# TRECHO

>>>

- O Globo
“O ministro de Estado me pediu, o que que você faz? Eu tenho R$ 40 bilhões investidos no país, como é que o senhor faz?” A pergunta foi feita por Eike Batista na Procuradoria-Geral da República. Espontaneamente, ele contou o episódio: no seu gabinete no Ministério da Fazenda, Guido Mantega pediu a ele que fizesse uma doação ao PT para pagar dívidas que restavam da campanha.
Era o dia primeiro de novembro de 2012, e o ministro falou em dívidas que haviam ficado, portanto, de 2010. Eike havia marcado a audiência para tratar de seus investimentos. “A pauta era geral, sobre projetos, porque era uma empresa grande que todo mundo queria conversar”, explicou. O pedido foi de R$ 5 milhões, e ele foi encaixado na conversa por Mantega, segundo o empresário.
O ministro da Fazenda acumulava o cargo de presidente do Conselho de Administração da Petrobras. Tinha muito poder e sabia disso. Se houve, não foi um pedido inocente, de um militante fervoroso do partido. Era o poder que contrata e decide sobre quanto se paga de impostos, que baixa medidas que dão lucro ou prejuízo para empresas, que combate evasão fiscal, pedindo dinheiro para pagar contas de campanha, inclusive fora de período eleitoral.
Eike é figura controvertida, para dizer o mínimo. Hoje está tentando refazer seu conglomerado. Naquele momento, sonhava em ser o homem mais rico do mundo. Ele deu sequência ao pedido, conforme relatou espontaneamente. “Informei meu advogado: olha, você vai ser procurado, entendeu, então recebe e operacionaliza de maneira republicana da empresa.”

<<<

[Entradas do conjunto de dados]
>>>

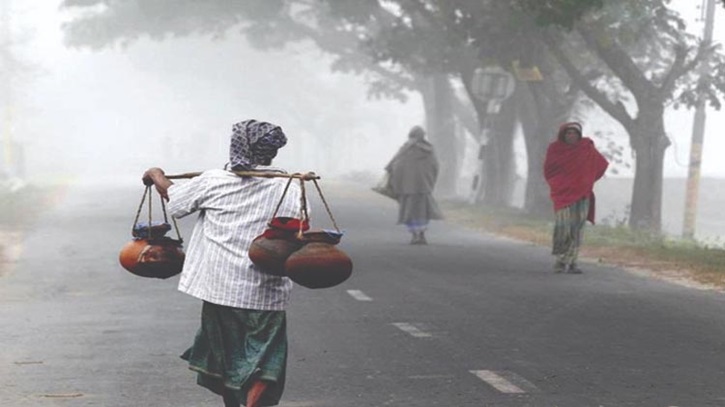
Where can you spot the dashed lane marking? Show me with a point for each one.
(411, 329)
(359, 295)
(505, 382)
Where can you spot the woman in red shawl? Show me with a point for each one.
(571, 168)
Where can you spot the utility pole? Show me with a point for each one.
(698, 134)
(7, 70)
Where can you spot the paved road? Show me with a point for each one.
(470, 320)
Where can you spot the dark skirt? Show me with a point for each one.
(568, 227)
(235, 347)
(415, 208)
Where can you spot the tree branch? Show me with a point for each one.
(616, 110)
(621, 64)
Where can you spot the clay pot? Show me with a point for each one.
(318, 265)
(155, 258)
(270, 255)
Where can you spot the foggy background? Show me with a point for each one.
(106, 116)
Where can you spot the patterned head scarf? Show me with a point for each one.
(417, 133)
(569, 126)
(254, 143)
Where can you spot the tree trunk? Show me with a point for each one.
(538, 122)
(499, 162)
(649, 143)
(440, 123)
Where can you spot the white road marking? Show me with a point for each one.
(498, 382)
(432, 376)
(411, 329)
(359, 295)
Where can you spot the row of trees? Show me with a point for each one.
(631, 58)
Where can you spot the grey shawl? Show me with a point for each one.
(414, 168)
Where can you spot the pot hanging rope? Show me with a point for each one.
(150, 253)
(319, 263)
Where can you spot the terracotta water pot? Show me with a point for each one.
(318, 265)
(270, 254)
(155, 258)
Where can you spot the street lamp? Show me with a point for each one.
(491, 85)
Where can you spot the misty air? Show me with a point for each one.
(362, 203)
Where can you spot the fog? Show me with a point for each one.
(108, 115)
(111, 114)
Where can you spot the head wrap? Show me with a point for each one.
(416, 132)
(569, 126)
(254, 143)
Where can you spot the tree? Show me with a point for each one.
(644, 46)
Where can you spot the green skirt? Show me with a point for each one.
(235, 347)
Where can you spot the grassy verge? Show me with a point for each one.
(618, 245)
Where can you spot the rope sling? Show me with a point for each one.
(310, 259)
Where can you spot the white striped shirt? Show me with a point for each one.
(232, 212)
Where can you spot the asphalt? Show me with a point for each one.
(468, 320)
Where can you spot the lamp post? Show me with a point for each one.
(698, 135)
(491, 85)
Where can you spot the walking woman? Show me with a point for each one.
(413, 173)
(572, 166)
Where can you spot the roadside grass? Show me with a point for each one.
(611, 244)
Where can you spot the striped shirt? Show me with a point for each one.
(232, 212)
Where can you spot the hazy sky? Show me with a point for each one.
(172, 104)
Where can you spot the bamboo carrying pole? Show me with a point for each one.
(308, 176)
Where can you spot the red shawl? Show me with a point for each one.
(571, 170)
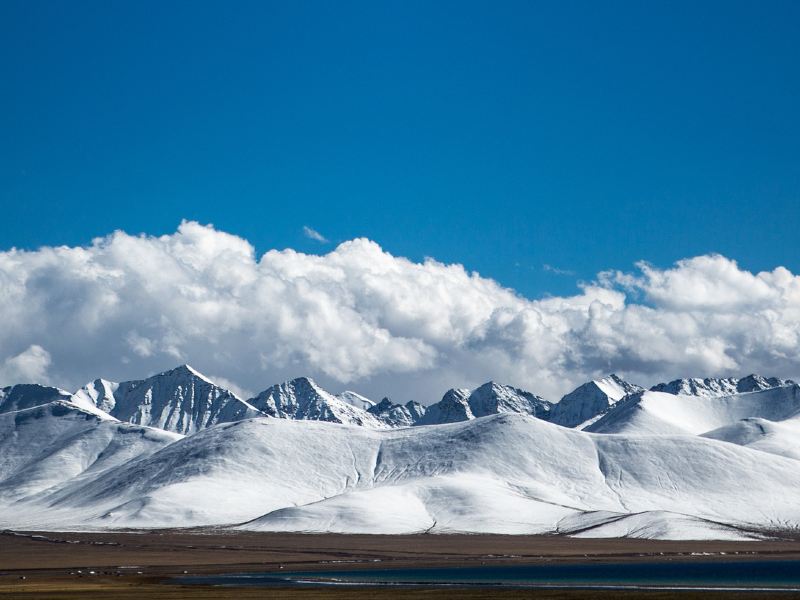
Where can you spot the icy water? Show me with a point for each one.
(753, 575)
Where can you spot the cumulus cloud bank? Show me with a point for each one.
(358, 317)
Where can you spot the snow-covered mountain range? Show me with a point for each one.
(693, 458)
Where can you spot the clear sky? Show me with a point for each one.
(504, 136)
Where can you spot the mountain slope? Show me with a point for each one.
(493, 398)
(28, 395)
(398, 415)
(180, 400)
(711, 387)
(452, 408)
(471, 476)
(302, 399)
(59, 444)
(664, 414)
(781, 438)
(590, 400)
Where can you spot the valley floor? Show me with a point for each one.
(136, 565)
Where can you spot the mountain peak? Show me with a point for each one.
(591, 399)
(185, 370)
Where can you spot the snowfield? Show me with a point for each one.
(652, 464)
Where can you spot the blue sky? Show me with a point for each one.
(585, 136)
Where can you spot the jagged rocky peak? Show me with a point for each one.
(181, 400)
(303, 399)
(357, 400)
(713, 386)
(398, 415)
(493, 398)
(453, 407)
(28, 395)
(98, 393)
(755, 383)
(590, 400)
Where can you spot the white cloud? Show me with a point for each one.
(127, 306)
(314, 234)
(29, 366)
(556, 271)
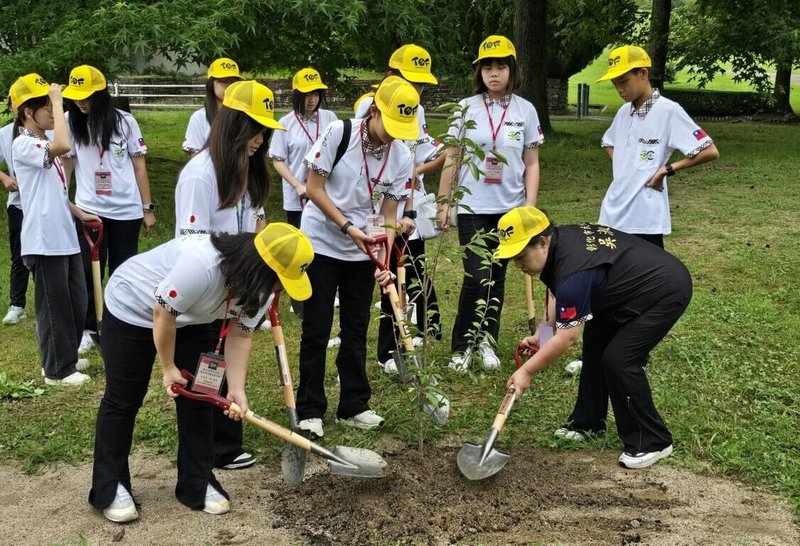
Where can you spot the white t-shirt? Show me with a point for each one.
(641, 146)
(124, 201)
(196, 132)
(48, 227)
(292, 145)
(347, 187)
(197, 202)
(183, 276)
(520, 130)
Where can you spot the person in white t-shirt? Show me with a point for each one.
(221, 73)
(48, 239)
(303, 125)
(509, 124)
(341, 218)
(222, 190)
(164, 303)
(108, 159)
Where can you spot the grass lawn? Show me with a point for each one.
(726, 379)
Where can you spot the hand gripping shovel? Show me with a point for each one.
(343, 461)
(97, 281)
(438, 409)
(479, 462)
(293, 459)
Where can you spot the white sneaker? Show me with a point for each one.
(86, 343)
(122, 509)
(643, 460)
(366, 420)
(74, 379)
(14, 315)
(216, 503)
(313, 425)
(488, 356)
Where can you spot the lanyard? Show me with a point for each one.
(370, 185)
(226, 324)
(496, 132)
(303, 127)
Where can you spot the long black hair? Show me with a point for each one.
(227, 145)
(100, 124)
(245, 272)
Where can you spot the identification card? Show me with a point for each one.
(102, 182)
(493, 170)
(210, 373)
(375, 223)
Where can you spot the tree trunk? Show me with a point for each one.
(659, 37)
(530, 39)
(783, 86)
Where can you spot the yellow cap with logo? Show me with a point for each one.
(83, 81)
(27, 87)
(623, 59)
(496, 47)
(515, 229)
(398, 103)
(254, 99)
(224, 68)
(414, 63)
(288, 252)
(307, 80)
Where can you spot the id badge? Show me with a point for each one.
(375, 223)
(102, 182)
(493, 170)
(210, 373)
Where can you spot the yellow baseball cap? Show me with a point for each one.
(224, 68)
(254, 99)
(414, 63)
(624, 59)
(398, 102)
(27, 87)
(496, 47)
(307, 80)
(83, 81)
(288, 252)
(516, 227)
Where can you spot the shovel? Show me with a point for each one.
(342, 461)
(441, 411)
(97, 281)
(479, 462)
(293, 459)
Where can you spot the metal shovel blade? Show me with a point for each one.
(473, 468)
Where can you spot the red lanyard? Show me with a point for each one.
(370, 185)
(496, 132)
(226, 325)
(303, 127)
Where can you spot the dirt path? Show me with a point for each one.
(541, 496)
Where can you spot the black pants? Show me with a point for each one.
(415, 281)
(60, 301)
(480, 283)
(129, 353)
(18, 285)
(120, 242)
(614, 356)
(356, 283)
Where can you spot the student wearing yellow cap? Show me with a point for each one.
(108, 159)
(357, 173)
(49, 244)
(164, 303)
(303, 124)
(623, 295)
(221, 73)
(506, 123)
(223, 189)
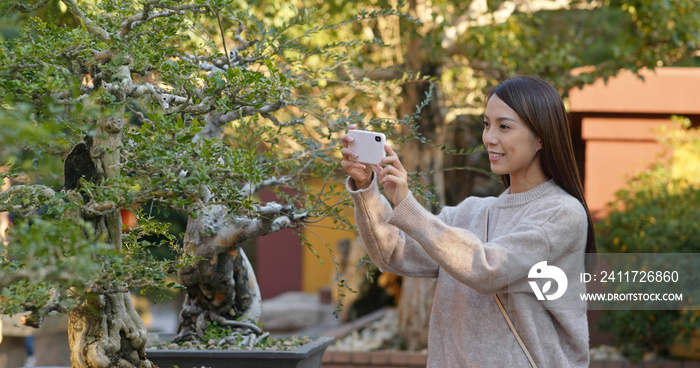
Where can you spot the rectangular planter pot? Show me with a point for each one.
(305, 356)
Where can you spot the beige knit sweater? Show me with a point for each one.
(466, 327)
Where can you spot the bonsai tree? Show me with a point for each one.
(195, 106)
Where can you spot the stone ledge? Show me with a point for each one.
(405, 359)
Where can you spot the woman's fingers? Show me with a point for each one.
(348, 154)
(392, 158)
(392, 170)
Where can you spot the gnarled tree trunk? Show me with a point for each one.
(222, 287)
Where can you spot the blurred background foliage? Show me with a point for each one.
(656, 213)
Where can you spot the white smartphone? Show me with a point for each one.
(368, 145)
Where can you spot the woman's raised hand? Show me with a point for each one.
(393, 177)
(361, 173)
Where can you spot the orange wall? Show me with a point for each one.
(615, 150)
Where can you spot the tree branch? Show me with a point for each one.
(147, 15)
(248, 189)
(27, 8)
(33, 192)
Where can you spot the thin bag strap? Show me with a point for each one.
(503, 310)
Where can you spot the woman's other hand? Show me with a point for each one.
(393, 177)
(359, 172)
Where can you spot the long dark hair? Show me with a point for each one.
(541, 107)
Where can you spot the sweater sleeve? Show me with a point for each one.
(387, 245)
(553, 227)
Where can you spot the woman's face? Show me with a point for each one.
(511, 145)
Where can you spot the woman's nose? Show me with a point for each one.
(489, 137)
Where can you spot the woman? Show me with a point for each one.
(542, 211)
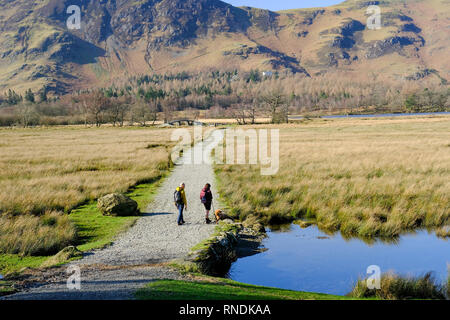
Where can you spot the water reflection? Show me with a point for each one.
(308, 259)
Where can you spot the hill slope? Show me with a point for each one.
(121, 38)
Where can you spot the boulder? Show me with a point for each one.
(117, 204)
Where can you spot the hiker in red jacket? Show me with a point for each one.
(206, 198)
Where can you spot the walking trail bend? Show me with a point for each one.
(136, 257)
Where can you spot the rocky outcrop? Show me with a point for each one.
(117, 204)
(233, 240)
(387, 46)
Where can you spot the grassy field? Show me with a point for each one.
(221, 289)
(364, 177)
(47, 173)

<<<

# TAREFAS
[A] Responda com base no trecho:
(i) Em que data ocorreu a audiência de Eike Batista com Guido Mantega no Ministério da Fazenda?
(ii) Qual foi o valor da doação pedida, segundo o empresário?
(iii) Que outro cargo o ministro da Fazenda acumulava?
[B] Na frase do trecho que começa com "Era o poder que contrata", liste todas as ações atribuídas a esse poder que vêm introduzidas por "que".
O material é independente do trecho e não tem relação com ele.

# RESPOSTAS
[A]
(i) No dia primeiro de novembro de 2012.
(ii) R$ 5 milhões.
(iii) O de presidente do Conselho de Administração da Petrobras.

[B]
- contrata
- decide sobre quanto se paga de impostos
- baixa medidas que dão lucro ou prejuízo para empresas
- combate evasão fiscal